___ DOCUMENTO FUENTE

Esa frivolidad causó la muerte de miles de personas. Reaccionó y ordenó un duro confinamiento. 



Una y otra vez repitió su demanda a la sociedad de deber cívico, de cumplir con las restricciones, de hacer sacrificios, y de cumplir con la ley…mientras que organizaba fiestas desbordantes en sus oficinas. Cuando se supo, llegó algo peor que la cólera: el desengaño. Quinta. Los distractores terminan distrayéndote. Decían que Boris era un mago del spin: el arte de torcer el sentido de las palabras y girar el tema. Lo era. Pero en su mareo pensó que su verborrea era la realidad. Que sus datos eran los datos. Que su palabra era la política.



 Distraía cada semana, hasta que la distracción dejó de ser parte de su gobierno para convertirse en su gobierno. Los resultados importan. Sexta. Una disculpa salva: muchas, hunden. Todos metemos la pata en algún momento. Cuando ocurre, hay una prioridad: sacarla.



 A menudo, hacerlo implica tres acciones: disculparse, hablar con la verdad y corregir. Y hacerlo en serio. Boris pensó que sólo bastaba lo primero. Hizo de la disculpa algo tan reiterado que se volvió banal. Séptima. No hay teflón eterno. Le decían el Primer Ministro del teflón. Nada lo dañaba. Por ello, entró en el reino de la Hubris: la locura motivada por la arrogancia. La economía inglesa es débil, hay una alta inflación, presiones en el mercado laboral.

______
___ DATOS PROPORCIONADOS

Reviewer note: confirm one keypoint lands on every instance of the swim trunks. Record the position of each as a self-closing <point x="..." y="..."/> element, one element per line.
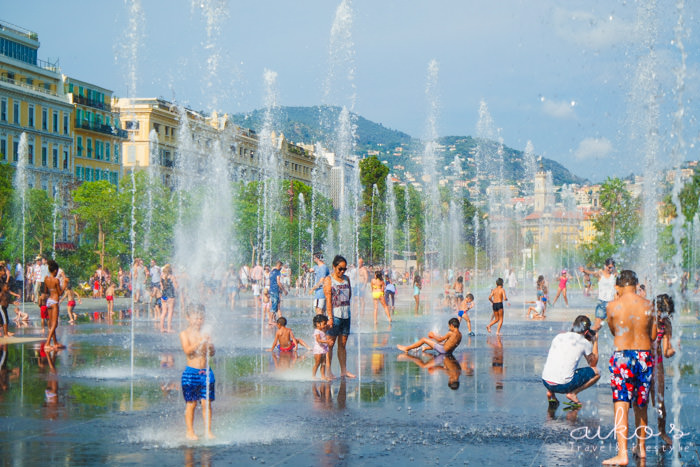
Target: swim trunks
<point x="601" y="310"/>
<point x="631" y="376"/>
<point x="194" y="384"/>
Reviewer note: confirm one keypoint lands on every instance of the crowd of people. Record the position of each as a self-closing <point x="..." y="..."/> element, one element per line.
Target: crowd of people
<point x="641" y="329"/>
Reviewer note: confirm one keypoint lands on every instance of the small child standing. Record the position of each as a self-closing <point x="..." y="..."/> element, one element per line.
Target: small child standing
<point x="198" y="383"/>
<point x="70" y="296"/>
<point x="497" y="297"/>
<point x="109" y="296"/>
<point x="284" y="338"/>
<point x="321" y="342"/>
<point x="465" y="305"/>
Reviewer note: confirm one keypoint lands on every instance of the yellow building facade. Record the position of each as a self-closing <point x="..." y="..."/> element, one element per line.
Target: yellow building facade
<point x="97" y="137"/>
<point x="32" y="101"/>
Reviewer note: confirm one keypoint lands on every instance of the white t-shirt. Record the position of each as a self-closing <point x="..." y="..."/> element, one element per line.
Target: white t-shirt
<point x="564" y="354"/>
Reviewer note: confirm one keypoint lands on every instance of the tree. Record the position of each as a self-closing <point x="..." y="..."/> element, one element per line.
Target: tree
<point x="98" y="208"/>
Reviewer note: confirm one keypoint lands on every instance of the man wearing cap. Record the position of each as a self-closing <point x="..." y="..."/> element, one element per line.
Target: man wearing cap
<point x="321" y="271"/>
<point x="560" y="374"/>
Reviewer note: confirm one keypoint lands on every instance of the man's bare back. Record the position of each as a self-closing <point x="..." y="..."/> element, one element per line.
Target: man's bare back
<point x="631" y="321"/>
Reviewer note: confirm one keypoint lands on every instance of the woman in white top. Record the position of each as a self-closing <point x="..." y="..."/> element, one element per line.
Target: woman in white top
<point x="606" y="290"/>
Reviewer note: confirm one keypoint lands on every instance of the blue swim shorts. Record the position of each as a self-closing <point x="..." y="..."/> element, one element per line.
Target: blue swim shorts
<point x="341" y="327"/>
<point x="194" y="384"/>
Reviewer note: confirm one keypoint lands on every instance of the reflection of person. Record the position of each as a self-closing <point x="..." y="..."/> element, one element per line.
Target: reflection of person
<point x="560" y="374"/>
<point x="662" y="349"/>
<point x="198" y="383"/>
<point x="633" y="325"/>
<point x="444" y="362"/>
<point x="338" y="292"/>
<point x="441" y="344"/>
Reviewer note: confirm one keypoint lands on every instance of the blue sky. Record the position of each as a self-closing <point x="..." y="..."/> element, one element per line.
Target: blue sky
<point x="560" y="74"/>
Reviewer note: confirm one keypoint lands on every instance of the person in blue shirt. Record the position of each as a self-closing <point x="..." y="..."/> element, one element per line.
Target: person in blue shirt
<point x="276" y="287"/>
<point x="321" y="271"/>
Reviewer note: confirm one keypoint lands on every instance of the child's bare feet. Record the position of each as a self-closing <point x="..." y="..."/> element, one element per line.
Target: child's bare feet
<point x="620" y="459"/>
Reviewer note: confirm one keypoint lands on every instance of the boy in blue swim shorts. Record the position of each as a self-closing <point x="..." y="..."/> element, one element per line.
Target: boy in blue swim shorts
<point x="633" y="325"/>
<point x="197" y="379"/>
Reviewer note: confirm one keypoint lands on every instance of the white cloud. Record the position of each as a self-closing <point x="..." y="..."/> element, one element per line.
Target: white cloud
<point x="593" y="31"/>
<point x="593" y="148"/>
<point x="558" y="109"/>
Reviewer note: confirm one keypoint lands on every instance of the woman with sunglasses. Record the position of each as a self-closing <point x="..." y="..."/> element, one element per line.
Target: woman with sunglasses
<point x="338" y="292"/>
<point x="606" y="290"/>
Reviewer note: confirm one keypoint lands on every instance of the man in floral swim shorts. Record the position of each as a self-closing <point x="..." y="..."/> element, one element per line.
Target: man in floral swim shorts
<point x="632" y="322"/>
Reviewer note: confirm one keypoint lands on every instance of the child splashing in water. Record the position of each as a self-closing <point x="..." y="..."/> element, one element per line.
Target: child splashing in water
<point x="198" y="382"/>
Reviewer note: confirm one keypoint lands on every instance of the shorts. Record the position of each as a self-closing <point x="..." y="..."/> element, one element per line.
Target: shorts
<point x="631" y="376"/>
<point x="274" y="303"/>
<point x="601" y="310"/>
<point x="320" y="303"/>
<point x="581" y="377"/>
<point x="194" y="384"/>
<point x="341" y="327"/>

______

OBJETIVO PLANTEADO 1: Resume en dos oraciones el texto sobre Boris.
OBJETIVO PLANTEADO 2: Extrae del texto sobre Boris, de forma literal, el pasaje que va desde "Distraía cada semana, hasta" hasta "una prioridad: sacarla.", ambos incluidos.

SOLUCIÓN DEL EJERCICIO 1: El texto afirma que Boris pidió una y otra vez a la sociedad que cumpliera con las restricciones mientras organizaba fiestas desbordantes en sus oficinas, lo que trajo el desengaño cuando se supo, y que su distracción dejó de ser parte de su gobierno para convertirse en su gobierno. También sostiene que hizo de la disculpa algo tan reiterado que se volvió banal y que, como nada lo dañaba, entró en el reino de la Hubris.

SOLUCIÓN DEL EJERCICIO 2:
Distraía cada semana, hasta que la distracción dejó de ser parte de su gobierno para convertirse en su gobierno. Los resultados importan. Sexta. Una disculpa salva: muchas, hunden. Todos metemos la pata en algún momento. Cuando ocurre, hay una prioridad: sacarla.